Task description ▸ Reproduce the material below line for line, changing nothing.

===

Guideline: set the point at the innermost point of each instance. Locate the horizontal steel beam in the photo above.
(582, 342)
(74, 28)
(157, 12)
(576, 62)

===

Written response ▸
Guideline: set the point at the innermost point of each instance. Locate the horizontal steel beam in the photo above.
(582, 342)
(74, 28)
(157, 12)
(576, 62)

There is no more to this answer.